# Aim of the task:
For every entry that follows, return an identical copy.

++++ Records shown ++++

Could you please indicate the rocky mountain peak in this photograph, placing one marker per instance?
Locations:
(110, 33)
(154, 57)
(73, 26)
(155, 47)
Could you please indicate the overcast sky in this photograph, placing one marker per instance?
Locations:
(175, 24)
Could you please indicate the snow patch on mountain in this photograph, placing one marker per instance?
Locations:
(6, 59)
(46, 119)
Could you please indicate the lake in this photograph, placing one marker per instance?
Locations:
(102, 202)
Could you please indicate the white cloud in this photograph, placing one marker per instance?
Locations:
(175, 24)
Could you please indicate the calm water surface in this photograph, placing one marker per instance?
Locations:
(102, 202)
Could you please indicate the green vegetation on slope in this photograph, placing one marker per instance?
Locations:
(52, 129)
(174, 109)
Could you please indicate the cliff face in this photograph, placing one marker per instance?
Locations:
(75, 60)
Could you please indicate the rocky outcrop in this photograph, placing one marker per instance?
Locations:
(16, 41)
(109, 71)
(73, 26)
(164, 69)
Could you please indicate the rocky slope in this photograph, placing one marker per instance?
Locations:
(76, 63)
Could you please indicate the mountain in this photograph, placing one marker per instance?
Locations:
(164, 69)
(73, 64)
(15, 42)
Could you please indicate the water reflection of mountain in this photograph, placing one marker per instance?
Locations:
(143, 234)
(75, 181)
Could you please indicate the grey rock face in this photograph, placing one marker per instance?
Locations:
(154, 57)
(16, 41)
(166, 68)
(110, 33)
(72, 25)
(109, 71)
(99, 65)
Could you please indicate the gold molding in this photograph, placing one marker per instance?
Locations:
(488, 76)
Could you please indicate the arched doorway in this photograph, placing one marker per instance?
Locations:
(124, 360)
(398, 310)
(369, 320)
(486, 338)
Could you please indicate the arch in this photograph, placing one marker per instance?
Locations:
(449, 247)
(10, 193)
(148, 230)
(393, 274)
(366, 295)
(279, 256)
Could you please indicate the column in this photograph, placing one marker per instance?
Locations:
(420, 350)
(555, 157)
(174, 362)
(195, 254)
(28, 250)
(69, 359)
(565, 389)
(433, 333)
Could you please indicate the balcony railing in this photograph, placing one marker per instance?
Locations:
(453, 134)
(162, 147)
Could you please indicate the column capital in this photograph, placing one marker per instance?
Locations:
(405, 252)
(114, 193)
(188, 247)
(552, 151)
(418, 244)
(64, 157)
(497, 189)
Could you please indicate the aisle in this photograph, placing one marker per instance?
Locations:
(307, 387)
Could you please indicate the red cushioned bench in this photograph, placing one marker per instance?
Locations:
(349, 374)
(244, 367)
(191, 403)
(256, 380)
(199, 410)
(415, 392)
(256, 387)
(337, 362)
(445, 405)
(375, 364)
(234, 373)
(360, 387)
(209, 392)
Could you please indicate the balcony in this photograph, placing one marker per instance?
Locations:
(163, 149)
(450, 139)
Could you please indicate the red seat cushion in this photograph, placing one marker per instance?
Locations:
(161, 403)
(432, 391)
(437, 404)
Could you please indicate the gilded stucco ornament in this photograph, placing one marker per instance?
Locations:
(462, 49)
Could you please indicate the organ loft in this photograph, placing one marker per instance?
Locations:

++++

# Worked solution:
Could you please indicate the rocky mountain peak in this photograph, placing one marker per instance?
Locations:
(110, 33)
(154, 57)
(73, 26)
(155, 47)
Could you please indicate the overcast sky in this photograph, placing one marker per instance?
Locations:
(175, 24)
Could you please indicate the snow patch on mountain in this photograph, placing one marker per instance?
Locations:
(6, 59)
(46, 119)
Could you please indicate the lake in this photograph, placing one marker per instance?
Locations:
(102, 202)
Could you please indicate the white cloud in this photograph, placing one marker per instance?
Locations:
(175, 24)
Could you please indicate the calm water surface in this photograph, placing one marker per instance?
Locations:
(102, 202)
Could you please indicate the green vegetation on slope in this photograph, placing one marker per instance?
Locations:
(52, 129)
(174, 109)
Could you please indicate the cliff face in this photograph, placing one marker per instance?
Locations:
(75, 60)
Could you please indicate the rocky outcrop in this photograph, placing one marker per instance?
Locations:
(16, 41)
(109, 71)
(73, 26)
(164, 69)
Could you please indicate the rocky slope in this photograph, placing one marker per instance?
Locations:
(76, 63)
Could you please indicate the mountain in this photograph, placing one marker per instance?
Locations:
(164, 69)
(73, 64)
(15, 42)
Could you please indicate the water reflection of mountain in this photograph, placing one marker per instance?
Locations:
(143, 234)
(75, 181)
Could you please indicate the grey rock face in this photograph, placing one marker per instance?
Locations:
(154, 57)
(16, 41)
(166, 68)
(110, 33)
(72, 25)
(109, 71)
(99, 65)
Could you please indicate the gold molding in this photograph, placing one marker per instance?
Locations:
(488, 76)
Could you please indicate the arched doorway in this photograph, placing one marker per instance?
Locations:
(124, 360)
(398, 310)
(369, 320)
(486, 338)
Could you please indicate the arch in this photograph, placing one marker per instance?
Locations:
(449, 247)
(10, 193)
(148, 230)
(393, 274)
(366, 295)
(279, 256)
Could you please indicate the column in this photograph, placing one marker per instance?
Locations:
(420, 350)
(555, 157)
(174, 362)
(195, 254)
(28, 250)
(69, 359)
(565, 389)
(433, 333)
Could you please indicate the balcony railing in this photograph, placing one marker per instance?
Locations:
(453, 134)
(162, 147)
Could you please indicate the column capital in this photograph, placing one marker per instance?
Locations:
(405, 252)
(114, 193)
(188, 247)
(552, 151)
(418, 244)
(64, 157)
(497, 189)
Could you please indicate the aisle in this photograph, placing one marker per instance?
Locations:
(307, 387)
Could you please indicate the red cushioned bench in this photograph, placing one marker per instance?
Locations:
(349, 374)
(244, 367)
(191, 403)
(256, 380)
(199, 410)
(415, 392)
(256, 387)
(337, 362)
(445, 405)
(375, 364)
(234, 373)
(360, 387)
(209, 392)
Could you please indicate the balcony in this photograph, placing one marker per instance?
Locations:
(163, 149)
(450, 139)
Could you please indicate the red seat cushion in this photograph, placing one marker per instance?
Locations:
(161, 403)
(432, 391)
(437, 404)
Could you please indicate the gilded stucco ornament in this photograph, placing one marker per instance?
Locations:
(462, 49)
Could you please indicate the organ loft in this photograph, placing one marker per instance?
Locations:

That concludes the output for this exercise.